Data listing:
◇ ◇ ◇ ◇ ◇ ◇ ◇

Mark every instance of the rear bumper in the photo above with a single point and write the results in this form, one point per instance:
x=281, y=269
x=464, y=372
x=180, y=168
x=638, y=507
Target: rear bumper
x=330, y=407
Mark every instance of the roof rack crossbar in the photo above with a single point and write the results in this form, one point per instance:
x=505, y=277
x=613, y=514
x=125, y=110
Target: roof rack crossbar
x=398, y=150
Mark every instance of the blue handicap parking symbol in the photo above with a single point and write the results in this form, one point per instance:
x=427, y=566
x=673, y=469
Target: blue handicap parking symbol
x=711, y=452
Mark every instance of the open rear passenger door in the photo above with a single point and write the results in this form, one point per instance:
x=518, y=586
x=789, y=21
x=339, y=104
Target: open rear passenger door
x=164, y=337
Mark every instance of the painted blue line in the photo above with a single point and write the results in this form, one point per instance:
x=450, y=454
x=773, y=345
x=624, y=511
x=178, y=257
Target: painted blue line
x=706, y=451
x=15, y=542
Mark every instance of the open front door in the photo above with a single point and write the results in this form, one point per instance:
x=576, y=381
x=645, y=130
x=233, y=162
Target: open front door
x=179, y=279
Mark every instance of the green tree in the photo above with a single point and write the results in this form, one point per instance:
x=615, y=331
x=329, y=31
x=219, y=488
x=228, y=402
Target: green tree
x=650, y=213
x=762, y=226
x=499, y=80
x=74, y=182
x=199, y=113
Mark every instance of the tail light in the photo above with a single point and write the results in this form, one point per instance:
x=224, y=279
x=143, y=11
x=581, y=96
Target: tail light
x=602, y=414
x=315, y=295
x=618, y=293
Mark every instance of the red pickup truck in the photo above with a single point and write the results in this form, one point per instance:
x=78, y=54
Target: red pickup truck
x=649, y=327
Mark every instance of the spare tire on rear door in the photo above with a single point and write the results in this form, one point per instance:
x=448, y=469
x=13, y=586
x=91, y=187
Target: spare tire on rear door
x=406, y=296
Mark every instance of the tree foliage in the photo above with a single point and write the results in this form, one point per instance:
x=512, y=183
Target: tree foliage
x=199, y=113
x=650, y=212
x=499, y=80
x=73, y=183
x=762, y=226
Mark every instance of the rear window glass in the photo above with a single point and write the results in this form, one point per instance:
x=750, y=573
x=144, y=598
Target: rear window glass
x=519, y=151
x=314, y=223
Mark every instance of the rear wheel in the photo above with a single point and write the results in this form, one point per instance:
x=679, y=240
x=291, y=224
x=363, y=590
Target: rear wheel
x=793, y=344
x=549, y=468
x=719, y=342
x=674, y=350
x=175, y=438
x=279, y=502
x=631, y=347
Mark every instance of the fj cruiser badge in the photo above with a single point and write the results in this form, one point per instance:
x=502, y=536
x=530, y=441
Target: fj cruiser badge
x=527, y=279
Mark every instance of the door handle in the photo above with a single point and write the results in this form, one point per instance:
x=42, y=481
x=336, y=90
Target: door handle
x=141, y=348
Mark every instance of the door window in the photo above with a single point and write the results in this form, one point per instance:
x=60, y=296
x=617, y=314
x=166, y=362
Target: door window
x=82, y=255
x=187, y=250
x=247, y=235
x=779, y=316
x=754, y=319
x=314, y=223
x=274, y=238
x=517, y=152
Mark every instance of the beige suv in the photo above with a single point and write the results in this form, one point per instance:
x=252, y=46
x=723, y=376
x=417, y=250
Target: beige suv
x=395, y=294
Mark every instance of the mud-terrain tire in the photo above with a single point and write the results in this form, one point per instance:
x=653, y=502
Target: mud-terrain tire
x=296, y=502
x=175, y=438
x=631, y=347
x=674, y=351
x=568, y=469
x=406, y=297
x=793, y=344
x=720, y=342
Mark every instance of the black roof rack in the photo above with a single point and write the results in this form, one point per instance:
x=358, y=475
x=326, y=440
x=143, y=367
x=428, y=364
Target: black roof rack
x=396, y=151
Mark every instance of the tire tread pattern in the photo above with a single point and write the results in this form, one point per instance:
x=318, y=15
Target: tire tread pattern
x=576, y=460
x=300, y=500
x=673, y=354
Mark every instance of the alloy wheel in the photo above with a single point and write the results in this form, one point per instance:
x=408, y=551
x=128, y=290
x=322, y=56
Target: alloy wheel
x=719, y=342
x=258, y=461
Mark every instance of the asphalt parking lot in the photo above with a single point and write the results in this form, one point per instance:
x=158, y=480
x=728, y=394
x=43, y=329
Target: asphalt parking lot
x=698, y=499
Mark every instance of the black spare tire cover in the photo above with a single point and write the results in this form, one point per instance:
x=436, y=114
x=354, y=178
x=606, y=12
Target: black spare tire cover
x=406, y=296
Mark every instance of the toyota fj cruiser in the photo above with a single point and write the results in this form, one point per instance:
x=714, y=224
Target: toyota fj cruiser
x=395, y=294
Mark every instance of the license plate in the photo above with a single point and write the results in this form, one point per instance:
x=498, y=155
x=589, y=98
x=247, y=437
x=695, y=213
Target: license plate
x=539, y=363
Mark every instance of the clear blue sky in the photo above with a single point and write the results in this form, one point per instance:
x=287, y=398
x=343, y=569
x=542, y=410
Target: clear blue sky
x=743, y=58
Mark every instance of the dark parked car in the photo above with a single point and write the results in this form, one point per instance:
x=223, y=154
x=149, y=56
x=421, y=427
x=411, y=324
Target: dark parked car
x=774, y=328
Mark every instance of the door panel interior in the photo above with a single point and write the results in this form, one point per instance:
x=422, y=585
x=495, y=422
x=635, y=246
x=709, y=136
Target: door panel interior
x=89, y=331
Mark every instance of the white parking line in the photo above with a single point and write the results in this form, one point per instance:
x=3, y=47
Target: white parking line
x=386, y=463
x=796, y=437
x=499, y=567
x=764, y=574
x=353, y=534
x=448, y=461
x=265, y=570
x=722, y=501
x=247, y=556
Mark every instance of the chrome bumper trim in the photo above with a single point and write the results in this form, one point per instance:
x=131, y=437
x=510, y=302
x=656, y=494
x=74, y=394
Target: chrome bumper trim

◇ ◇ ◇ ◇ ◇ ◇ ◇

What to do: Retype every record above exactly as written.

Answer space:
Mark every instance of the rear bumper in the photo above with a single point and write the results in this form, one point per instance:
x=281, y=269
x=464, y=372
x=180, y=168
x=638, y=507
Target: rear bumper
x=330, y=407
Mark every instance of the roof rack crossbar in the photo above with a single point and write the results in this form, one point per instance:
x=505, y=277
x=613, y=514
x=125, y=110
Target: roof rack crossbar
x=398, y=150
Mark every instance of the blue handicap parking symbol in the photo above with a single point and write the results in this form, one point per instance:
x=427, y=566
x=673, y=469
Target: blue handicap parking symbol
x=711, y=452
Mark every instance of the open rear passenger door in the photo above with a single point and write the results in this form, one point per instance:
x=518, y=586
x=789, y=21
x=339, y=104
Target: open rear passenger door
x=164, y=337
Mark every instance of the painted blue line in the photo above with a single point and write the results in this form, one point per instance:
x=450, y=454
x=773, y=345
x=624, y=511
x=178, y=257
Target: painted blue line
x=706, y=451
x=15, y=542
Mark every instance of the open front door in the photo above with a single point and write the results in this form, one point per instance:
x=576, y=381
x=645, y=130
x=233, y=162
Target: open front door
x=179, y=279
Mark every instance of the green tree in the photo above with a single point and write the results in this form, one point per instance:
x=615, y=331
x=329, y=31
x=219, y=488
x=228, y=402
Target: green tree
x=650, y=213
x=762, y=226
x=499, y=80
x=74, y=182
x=199, y=113
Mark every instance of the tail light in the photo above with a single point and write the results in this form, one point per instance:
x=224, y=279
x=143, y=11
x=581, y=96
Target: tail light
x=602, y=414
x=315, y=295
x=618, y=293
Mark every instance of the red pickup truck in the photo above with a single point and write the results in this form, one point per instance:
x=78, y=54
Target: red pickup truck
x=649, y=327
Mark every instance of the spare tire on rear door in the photo above with a single point and write the results in this form, one point per instance:
x=448, y=469
x=13, y=586
x=91, y=187
Target: spare tire on rear door
x=406, y=296
Mark every instance of the tree foliage in the photo above with a single point and write the results in this form, one point per instance:
x=512, y=183
Target: tree foliage
x=199, y=113
x=650, y=212
x=499, y=80
x=73, y=183
x=762, y=226
Mark every instance of the rear window glass in the photo above with a single point and write the results in this form, one point per instance:
x=750, y=573
x=144, y=598
Target: rear window glass
x=519, y=151
x=314, y=223
Mark every instance of the rear wheel in the photo above with a single point and write the results in this form, one point per instance:
x=679, y=240
x=291, y=224
x=363, y=590
Target: rear wheel
x=793, y=344
x=549, y=468
x=719, y=342
x=674, y=350
x=175, y=438
x=279, y=502
x=631, y=347
Mark every instance of the fj cruiser badge in the photo above with a single point and write the results in this form, one point per instance:
x=502, y=536
x=530, y=441
Target: fj cruiser badge
x=527, y=279
Mark every instance of the door handle in the photo above with a single point and write the results in this form, one point per instance:
x=42, y=481
x=336, y=90
Target: door handle
x=141, y=348
Mark every instance of the door window in the photo above with a single point and write the results in this form, one point per instance:
x=60, y=296
x=617, y=314
x=166, y=362
Target: door window
x=82, y=255
x=187, y=250
x=247, y=235
x=779, y=316
x=754, y=319
x=314, y=223
x=274, y=238
x=517, y=152
Mark every instance of the beige suv in the photo above with a single point and write the results in this form, one point per instance:
x=252, y=46
x=723, y=376
x=417, y=250
Target: beige suv
x=395, y=294
Mark every instance of the mud-terrain tire in the photo above with a single point and write the results in this form, one point per instance:
x=653, y=502
Target: mud-terrain tire
x=296, y=502
x=175, y=438
x=631, y=347
x=674, y=351
x=568, y=469
x=406, y=297
x=793, y=344
x=720, y=342
Mark every instance of the black roof rack in the photo above with a single point and write the results in this form, one point per instance:
x=358, y=475
x=326, y=440
x=143, y=367
x=428, y=364
Target: black roof rack
x=396, y=151
Mark every instance of the tire tread pattern in the photo above with a single point and write the results in this form, one point per instance:
x=318, y=15
Target: tire tread pattern
x=576, y=460
x=300, y=500
x=673, y=354
Mark every instance of the alloy wheel in the photo above with a single point and write the results in this form, one point per instance:
x=408, y=551
x=128, y=290
x=322, y=56
Target: alloy wheel
x=719, y=342
x=258, y=461
Mark every instance of the asphalt parking lot in the photo above with a single point and write the results in this form, one point per instance:
x=158, y=480
x=728, y=394
x=43, y=329
Target: asphalt parking lot
x=698, y=499
Mark every instance of the black spare tire cover in the photo above with a single point and write the results in this form, one point per instance:
x=436, y=114
x=354, y=178
x=606, y=12
Target: black spare tire cover
x=406, y=296
Mark every instance of the toyota fj cruiser in the photo above with a single point and write the results in this form, one point per instance:
x=714, y=224
Target: toyota fj cruiser
x=395, y=294
Mark every instance of the license plate in the photo above with a single point and write the results in this form, one point per instance:
x=498, y=155
x=589, y=98
x=247, y=437
x=695, y=213
Target: license plate
x=539, y=363
Mark every instance of the clear blue sky in the photo above with a single point and write the results in this form, one point per instance:
x=287, y=398
x=343, y=569
x=542, y=410
Target: clear blue sky
x=743, y=58
Mark every instance of the dark parked car in the photo above with a single point and write the results in this form, one point per instance:
x=223, y=154
x=149, y=56
x=421, y=427
x=411, y=324
Target: dark parked car
x=774, y=328
Mark every instance of the door panel interior in the photo above with a single point and write the results in this form, one point per instance:
x=422, y=585
x=495, y=422
x=635, y=246
x=709, y=136
Target: door panel interior
x=89, y=331
Mark every instance of the white parking line in the photo above with a single point and write the results in this form, one point per instance:
x=3, y=47
Target: white parking line
x=386, y=463
x=796, y=437
x=499, y=567
x=764, y=574
x=353, y=534
x=448, y=461
x=265, y=570
x=722, y=501
x=247, y=556
Mark every instance of the chrome bumper trim in the photo above with a single point and write the results in this form, one point per instance:
x=131, y=437
x=510, y=302
x=656, y=494
x=74, y=394
Target: chrome bumper trim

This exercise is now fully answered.